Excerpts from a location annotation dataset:
★ ★ ★ ★

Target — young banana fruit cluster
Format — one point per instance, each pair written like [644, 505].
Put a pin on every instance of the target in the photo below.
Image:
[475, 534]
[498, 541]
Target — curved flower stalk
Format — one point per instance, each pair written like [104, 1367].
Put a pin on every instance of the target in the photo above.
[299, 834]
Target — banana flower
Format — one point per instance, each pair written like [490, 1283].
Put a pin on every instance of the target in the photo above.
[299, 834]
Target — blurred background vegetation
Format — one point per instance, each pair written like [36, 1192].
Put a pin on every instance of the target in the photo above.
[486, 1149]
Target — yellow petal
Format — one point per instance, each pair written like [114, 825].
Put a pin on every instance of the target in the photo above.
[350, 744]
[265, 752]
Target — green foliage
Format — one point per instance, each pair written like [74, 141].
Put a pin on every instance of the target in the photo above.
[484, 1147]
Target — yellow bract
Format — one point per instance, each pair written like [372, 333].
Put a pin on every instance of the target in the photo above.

★ ★ ★ ★

# What to produce
Copy out every item above word for word, keeping each line unchanged and in its original order.

# Result
Target — young banana fruit cluster
Format — one point per instance, each pair written like [644, 505].
Put a pin on every instance of the target in the photo below.
Image:
[475, 534]
[498, 541]
Target — curved flower stalk
Format — one point per instance, each pair written like [104, 1367].
Put a pin on every instance of the target in the photo above.
[299, 834]
Target — banana flower
Format — one point per instance, each pair written like [490, 1283].
Put a pin on every instance of the target in the photo above.
[299, 834]
Target — blurred background vegetation
Format — one point per instance, each pair written like [36, 1192].
Put a pin on every instance of the target in the photo above.
[486, 1149]
Target — yellow petal
Format — one point per instance, each pair written like [114, 825].
Put a pin on every instance of the target in the photo above.
[350, 744]
[265, 752]
Target — green foliage
Format — one point per instance, each pair written like [74, 141].
Put a pin on every instance of the target in the photo above.
[484, 1147]
Target — yellow bract
Format — one point per instance, each pair written like [372, 333].
Put a pin on every instance of the target in the photo above.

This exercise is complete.